◆ EXERCISE ◆
Pick out each line in the listing below that contains the word "stone", matching case exactly, and copy those lines.

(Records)
----------
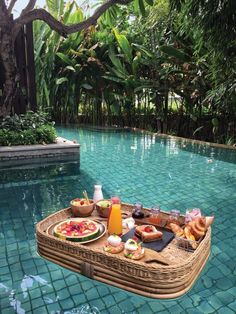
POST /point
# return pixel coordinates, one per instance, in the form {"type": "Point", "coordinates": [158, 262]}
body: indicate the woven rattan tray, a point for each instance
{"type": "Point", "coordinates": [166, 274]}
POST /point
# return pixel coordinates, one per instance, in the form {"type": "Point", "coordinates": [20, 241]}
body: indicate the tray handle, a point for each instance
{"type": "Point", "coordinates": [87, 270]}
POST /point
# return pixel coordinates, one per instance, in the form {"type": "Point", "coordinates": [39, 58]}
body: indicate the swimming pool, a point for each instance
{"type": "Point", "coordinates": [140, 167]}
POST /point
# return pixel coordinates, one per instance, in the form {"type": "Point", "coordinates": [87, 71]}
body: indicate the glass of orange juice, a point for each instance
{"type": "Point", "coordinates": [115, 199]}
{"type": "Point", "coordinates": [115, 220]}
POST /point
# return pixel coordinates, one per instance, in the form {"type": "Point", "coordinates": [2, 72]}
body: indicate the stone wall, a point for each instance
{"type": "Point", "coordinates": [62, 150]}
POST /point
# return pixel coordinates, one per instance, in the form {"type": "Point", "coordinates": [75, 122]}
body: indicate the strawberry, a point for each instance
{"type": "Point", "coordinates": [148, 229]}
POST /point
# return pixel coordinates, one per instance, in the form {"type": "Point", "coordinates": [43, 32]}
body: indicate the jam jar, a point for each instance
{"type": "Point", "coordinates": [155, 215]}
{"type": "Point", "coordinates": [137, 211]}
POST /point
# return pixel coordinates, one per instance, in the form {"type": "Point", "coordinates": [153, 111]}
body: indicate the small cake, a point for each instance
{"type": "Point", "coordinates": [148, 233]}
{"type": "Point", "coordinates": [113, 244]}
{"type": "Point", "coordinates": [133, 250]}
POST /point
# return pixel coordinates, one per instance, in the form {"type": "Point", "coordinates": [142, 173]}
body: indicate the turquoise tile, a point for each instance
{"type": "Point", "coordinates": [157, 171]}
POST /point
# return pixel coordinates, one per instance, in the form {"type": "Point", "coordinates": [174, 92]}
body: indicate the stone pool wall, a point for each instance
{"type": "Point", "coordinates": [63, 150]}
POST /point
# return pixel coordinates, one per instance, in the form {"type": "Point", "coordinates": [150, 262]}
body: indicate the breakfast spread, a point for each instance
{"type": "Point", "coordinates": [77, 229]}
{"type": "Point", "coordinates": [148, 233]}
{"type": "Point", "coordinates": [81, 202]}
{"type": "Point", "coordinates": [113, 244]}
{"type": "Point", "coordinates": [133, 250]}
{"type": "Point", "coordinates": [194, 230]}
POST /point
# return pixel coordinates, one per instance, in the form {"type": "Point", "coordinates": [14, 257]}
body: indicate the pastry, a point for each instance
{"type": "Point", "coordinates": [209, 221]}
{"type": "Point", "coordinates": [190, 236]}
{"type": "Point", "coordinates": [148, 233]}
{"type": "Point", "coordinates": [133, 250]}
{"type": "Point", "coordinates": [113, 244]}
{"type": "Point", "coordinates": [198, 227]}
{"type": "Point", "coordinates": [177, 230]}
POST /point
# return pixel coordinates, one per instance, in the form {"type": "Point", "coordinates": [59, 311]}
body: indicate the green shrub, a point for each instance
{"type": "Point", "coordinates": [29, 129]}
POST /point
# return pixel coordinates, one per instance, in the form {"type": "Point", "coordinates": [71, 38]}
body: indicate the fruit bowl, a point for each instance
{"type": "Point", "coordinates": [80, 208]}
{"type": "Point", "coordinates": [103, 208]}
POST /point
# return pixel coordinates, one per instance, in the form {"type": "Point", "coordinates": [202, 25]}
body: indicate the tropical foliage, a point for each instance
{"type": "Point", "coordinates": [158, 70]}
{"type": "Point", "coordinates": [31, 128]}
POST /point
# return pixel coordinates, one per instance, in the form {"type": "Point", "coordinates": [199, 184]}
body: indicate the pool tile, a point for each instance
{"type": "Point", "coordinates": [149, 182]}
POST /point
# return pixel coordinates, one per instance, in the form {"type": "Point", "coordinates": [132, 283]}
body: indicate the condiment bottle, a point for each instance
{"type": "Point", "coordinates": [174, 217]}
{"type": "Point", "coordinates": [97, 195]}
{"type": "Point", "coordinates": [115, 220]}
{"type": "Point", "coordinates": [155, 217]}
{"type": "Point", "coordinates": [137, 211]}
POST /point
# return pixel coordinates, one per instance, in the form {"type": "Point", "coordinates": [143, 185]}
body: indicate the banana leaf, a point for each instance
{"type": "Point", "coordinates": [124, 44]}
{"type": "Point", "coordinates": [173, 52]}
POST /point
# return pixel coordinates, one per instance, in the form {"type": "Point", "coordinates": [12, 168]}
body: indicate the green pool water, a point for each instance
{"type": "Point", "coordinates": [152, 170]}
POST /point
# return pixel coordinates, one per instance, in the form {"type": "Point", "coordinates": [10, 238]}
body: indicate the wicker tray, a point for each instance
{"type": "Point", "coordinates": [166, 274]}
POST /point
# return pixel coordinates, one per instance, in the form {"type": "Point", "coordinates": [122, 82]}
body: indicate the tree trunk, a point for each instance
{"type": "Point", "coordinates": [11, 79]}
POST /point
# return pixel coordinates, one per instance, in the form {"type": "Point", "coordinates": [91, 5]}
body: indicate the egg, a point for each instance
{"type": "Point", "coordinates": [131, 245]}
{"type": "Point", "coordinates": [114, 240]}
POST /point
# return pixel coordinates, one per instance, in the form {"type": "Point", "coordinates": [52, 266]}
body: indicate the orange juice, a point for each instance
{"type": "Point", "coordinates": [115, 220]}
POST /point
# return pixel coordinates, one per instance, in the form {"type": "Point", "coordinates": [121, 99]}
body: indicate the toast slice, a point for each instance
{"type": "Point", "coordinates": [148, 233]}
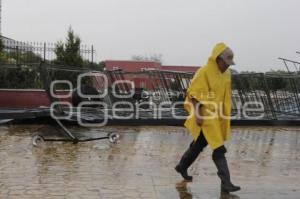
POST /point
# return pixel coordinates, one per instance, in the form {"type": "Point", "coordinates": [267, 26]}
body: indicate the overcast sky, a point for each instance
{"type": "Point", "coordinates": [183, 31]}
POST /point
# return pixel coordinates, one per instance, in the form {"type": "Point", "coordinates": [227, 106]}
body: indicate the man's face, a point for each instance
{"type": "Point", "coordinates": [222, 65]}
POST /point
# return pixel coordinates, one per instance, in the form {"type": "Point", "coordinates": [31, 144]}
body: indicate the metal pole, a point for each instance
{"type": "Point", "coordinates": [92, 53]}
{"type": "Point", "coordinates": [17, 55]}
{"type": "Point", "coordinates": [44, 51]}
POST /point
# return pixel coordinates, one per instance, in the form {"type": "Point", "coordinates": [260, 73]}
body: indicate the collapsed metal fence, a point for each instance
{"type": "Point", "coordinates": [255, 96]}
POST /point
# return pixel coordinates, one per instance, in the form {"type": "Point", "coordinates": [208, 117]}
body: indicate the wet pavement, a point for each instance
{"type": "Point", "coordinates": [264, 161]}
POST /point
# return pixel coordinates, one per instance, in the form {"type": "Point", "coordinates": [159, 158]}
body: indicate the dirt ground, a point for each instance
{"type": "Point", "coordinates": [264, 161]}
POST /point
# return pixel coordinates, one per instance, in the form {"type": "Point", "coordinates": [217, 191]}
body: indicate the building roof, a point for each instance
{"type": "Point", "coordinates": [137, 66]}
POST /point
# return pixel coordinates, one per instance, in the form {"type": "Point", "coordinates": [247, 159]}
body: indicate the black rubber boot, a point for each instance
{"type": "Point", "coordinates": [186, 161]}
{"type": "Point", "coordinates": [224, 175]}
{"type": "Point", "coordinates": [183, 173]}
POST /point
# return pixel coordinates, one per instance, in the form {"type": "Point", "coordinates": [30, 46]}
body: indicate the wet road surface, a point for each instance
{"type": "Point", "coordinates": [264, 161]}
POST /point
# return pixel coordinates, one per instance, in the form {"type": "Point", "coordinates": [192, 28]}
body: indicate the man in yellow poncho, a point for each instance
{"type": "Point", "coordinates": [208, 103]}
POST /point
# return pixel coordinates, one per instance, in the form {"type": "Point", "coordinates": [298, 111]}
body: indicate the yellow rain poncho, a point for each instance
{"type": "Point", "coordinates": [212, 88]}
----------
◆ SOLUTION ◆
body: indicate the stone wall, a point for each instance
body: indicate the stone pool wall, a point for each instance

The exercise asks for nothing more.